Directions for this task =
For the word "after", copy every line of the material that includes it.

Given records =

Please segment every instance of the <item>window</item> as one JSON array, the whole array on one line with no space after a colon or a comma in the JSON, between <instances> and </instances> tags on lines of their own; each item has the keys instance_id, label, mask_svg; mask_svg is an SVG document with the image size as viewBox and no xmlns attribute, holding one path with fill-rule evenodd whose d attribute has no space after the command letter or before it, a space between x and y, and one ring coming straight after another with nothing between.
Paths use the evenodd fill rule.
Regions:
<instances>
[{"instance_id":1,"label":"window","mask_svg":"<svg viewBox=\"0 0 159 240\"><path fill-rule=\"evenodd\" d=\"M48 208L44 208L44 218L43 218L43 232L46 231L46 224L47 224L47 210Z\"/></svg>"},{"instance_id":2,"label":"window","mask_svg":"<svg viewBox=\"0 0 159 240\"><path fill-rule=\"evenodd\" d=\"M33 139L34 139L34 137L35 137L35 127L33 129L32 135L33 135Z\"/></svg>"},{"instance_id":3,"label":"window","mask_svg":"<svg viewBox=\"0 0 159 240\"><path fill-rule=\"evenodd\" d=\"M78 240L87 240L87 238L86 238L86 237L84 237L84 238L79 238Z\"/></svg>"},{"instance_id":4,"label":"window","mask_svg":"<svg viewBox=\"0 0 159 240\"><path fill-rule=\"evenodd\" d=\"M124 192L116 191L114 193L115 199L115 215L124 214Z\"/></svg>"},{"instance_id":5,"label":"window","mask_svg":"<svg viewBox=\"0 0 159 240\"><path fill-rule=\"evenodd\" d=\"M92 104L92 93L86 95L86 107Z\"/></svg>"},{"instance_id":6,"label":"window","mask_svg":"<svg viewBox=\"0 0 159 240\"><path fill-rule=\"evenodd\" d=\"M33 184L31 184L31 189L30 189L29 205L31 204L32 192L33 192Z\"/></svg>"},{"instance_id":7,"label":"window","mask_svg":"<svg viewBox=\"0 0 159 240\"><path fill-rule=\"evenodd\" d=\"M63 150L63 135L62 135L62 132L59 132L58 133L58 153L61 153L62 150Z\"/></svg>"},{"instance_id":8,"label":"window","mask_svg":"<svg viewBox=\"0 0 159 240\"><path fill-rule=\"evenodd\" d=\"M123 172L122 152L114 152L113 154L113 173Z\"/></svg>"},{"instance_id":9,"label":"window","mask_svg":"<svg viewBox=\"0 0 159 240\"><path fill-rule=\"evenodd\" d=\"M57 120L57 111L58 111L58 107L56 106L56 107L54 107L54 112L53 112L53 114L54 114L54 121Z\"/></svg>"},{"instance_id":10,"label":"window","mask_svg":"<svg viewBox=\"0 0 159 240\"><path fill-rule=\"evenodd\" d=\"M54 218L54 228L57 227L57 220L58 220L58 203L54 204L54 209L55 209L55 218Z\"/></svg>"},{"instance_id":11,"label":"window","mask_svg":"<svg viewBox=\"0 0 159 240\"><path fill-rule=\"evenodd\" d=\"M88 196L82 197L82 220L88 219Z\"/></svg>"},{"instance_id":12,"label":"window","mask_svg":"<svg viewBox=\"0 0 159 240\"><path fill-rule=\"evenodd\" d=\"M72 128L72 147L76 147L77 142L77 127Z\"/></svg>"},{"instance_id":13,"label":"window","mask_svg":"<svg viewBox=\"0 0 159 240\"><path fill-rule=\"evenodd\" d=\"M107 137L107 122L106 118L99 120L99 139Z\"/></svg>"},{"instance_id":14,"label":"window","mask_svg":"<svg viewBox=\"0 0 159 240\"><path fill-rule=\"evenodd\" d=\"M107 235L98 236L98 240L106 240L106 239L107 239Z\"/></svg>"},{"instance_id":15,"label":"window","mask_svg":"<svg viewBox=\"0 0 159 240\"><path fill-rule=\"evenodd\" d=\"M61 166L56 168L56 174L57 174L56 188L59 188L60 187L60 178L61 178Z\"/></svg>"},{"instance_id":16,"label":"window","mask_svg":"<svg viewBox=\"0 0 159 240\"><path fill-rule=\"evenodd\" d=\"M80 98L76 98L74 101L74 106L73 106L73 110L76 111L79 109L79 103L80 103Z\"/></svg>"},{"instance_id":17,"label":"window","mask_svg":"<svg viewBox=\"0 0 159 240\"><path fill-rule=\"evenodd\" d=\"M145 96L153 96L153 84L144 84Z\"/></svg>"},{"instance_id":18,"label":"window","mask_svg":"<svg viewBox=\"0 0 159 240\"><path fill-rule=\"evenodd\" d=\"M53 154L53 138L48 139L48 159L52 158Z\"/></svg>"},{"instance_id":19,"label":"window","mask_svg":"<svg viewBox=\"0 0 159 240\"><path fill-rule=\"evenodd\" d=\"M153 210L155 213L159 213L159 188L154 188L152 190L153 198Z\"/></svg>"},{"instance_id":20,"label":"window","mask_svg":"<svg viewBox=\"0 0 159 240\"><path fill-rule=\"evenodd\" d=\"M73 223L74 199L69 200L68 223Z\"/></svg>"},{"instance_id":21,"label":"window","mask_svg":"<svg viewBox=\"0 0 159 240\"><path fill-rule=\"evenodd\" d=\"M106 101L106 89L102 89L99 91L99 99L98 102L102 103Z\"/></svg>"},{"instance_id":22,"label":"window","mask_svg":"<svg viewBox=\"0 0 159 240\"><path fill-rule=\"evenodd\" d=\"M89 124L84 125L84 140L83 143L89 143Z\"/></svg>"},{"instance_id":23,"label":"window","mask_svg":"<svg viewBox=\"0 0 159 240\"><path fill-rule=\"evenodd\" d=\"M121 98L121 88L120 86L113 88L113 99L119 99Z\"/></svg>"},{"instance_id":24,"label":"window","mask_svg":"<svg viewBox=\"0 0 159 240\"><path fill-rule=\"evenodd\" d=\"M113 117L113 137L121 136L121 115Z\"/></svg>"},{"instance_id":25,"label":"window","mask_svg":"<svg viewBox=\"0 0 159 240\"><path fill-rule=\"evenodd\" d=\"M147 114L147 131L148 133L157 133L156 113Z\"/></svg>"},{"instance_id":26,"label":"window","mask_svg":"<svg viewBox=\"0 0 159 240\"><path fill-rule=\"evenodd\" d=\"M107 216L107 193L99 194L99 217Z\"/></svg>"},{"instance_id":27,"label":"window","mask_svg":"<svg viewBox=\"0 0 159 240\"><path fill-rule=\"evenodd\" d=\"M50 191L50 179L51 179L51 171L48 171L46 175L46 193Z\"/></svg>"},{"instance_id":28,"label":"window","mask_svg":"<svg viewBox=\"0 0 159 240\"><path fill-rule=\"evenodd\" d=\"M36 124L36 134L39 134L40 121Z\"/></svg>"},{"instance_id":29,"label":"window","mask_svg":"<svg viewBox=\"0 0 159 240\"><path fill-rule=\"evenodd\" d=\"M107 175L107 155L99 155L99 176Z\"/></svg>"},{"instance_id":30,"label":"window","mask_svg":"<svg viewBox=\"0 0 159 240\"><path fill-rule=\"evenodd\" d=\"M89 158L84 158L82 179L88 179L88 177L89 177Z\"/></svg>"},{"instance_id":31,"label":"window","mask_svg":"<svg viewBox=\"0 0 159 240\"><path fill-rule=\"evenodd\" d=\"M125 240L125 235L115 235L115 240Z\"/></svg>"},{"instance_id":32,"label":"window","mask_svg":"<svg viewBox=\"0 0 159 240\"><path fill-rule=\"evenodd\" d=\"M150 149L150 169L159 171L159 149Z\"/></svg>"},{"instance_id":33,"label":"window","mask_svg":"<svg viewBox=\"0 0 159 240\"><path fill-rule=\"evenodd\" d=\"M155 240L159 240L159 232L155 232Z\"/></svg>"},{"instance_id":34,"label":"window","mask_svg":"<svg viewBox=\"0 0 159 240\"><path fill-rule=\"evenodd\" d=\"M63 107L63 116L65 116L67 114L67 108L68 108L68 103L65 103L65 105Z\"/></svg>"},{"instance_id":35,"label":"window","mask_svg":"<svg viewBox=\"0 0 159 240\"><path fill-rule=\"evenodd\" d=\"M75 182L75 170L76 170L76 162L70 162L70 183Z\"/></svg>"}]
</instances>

...

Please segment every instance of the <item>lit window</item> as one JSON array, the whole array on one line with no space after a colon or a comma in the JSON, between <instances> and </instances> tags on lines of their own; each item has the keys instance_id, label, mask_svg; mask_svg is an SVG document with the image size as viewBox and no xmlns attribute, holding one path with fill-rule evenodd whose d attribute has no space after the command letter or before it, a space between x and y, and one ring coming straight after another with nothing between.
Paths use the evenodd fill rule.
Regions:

Response box =
Please segment every instance of the <item>window</item> as one JSON array, the whole array on one line with no space after a colon or a comma in the JSON, between <instances> and </instances> tags on lines of their own; each item has the keys instance_id, label, mask_svg; mask_svg is an SVG document with the image size as viewBox and no xmlns attribute, holding one path with fill-rule evenodd whose d attribute has no space after the command letter or before it, a space between x and y, and one ring coming straight after another with nothing between.
Please segment every instance of the <item>lit window</item> as one JSON array, the whole array on one line with no space after a colon or a comma in the JSON, between <instances> and </instances> tags on lines of their own; each item has the keys instance_id, label, mask_svg; mask_svg is an SVG document with the image size as viewBox and no xmlns attribute, holding one path with fill-rule evenodd whose d attribute has no space after the command letter or before it, a space between x and y, and one ring coming straight after another with nothing between.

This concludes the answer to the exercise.